■ **What is asked**
Write out the stretch of the case note on the charity dispute from "The judgment is" through "is a fiduciary.", copying it word for word.

■ **Selection**
* start *

Does the court have jurisdiction to direct member of a charitable company on how they should exercise their powers absent a breach of fiduciary duty?
The judgment is interesting as not only does it reverse the decision of the Court of Appeal but essentially means that the court can direct a member to vote in favour of a resolution pursuant to s.217 of the Companies Act 2006 and that a member of a charity is a fiduciary.
Sir Christopher Hohn and Ms Jamie Cooper set up the Children’s Investment Fund Foundation (“the Foundation”) in 2002 and were married at the time. This was a charitable company limited by guarantee with the purpose of assisting children from developing countries. The Foundation comprised a board of trustees and members. The issue is due to the marriage breaking down between Ms Cooper and Sir Christopher Hohn. Consequently, it was agreed that Ms Cooper would resign as a members and trustee of the Foundation. As part of this severance from the Foundation, CIFF would make a grant of $360 million to Big Win Philanthropy over a five-year period. This was a new charity founded by Ms Cooper. This charity works with African leaders to achieve change in Africa by investing in areas which will foster economic growth.

* end *

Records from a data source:

* start *

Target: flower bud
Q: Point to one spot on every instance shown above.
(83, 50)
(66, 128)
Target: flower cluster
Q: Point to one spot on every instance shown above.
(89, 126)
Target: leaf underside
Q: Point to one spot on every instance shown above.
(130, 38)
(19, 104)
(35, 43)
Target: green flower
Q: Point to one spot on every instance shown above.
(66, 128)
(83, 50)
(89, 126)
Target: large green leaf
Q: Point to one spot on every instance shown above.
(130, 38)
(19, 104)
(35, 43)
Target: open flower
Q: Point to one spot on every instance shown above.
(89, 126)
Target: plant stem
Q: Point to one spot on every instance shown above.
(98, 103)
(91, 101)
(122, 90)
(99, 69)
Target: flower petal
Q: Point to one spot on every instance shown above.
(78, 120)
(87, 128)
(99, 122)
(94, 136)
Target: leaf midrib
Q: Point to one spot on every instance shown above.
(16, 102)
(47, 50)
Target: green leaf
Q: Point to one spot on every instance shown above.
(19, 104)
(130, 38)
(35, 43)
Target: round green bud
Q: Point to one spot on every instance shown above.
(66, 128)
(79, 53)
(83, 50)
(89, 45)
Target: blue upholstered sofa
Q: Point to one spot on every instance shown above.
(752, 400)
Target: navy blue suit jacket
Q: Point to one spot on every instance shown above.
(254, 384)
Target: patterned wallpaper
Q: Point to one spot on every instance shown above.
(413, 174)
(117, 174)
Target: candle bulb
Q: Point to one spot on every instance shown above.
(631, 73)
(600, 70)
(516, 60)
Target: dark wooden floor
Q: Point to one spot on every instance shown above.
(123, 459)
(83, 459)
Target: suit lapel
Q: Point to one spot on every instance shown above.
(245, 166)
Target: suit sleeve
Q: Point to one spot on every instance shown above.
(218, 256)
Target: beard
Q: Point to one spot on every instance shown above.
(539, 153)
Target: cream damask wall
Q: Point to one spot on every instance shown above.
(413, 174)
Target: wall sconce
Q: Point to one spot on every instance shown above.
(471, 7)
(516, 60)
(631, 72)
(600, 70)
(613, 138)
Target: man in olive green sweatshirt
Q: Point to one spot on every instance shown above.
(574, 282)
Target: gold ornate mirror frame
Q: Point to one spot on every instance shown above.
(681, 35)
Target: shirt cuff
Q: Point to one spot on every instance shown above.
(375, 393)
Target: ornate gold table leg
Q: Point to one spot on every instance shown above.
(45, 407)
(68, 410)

* end *

■ **Task solution**
The judgment is interesting as not only does it reverse the decision of the Court of Appeal but essentially means that the court can direct a member to vote in favour of a resolution pursuant to s.217 of the Companies Act 2006 and that a member of a charity is a fiduciary.